***** Quoted passage *****
My space for my HO layout is limited to a 4x8 sheet of plywood and I'd like to begin to run Amtrak Superliner cars and six axle locomotives on my layout. I know that a 22" curve will come close to the edge, but how close?
Are you
sure that:
1) H0 is the best modeling scale for you ?
2) That a continuous run loop is a necessity for you ?
3) a 4x8 foot rectangular table is the optimal use of your available space ?
The reason I ask is that a H0 scale loop of track on a rectangular table is a configuration that, while being common for beginners layouts, is a fairly inefficient use of space, especially in
small rooms.
A continuous run loop on a 4x8 foot table pretty much limits you to sharpish curves - that's a given that most people understand right away.
But it also imposes some other limitations on you that you may not have considered:
a) Reach vs footprint. 4 feet is too deep to reach across comfortably. So you either have to keep the layout out from the wall and a have an access aisle behind it, or at least have enough free floor space in front of the layout to be able to pull it out from the wall to gain access to the rear.
***** Stored data *****
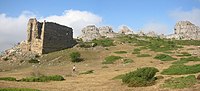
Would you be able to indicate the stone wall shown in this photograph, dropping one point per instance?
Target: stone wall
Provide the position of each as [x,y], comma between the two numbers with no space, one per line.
*****
_Problems to work on_:
a) Could you retype the passage on the 4x8 HO layout from "My space for" up to and including "scale for you ?"?
b) How might the discussion of the 4x8 HO layout go on from here? Write the next part of it, picking up after its last sentence.

_The answers_:
a)
My space for my HO layout is limited to a 4x8 sheet of plywood and I'd like to begin to run Amtrak Superliner cars and six axle locomotives on my layout. I know that a 22" curve will come close to the edge, but how close?
Are you
sure that:
1) H0 is the best modeling scale for you ?

b)
This means that a 32 square feet 4x8 feet rectangular table layout will fill up a floor space of about 8 x 10 feet (to allow 2 foot access aisles on three sides of the layout).
Basically - if you put a 4x8 feet layout into an 8 x 10 room, that entire room is spoken for - you don't really have room to do anything else in that room - an illustration of a 4x6 in an 8x8 foot room - same difference with a 4x8 in an 8x10 foot room:
b) More than 50% of the mainline length is taken up by the two turn back curves at the end of the layout, and possibilities for spurs and industries etc is pretty much limited to running a few tracks into the center of the layout - not much room for buildings etc between the aisle and the track on a 4x8 H0 scale layout.
c) Visually, if you don't put a view block of some kind (a ridge, buildings, trees, a back board with a painted sky or something) down the spine of the layout, you only have room for one scene for your trains - and in a few seconds you will see the train that just passed you going east heading west in the back of the scene.
If you put in a view block to create two visually distinct scenes, you will need to walk around the layout to see the other scene.
So, if you really want to do a continuous loop on a rectangular table, I would recommend seriously considering N scale.
You can do a continuous run loop with fairly gentle curves for longer rolling on a hollow core door - 32" deep and 80" (6 2/3 feet) long. In terms of what you can fit onto the layout, that is roughly the equivalent of a H0 scale 5 x 12 foot layout. Curve radius wise, a 15" radius curve in N scale is about the equivalent of 27" radius in H0 scale.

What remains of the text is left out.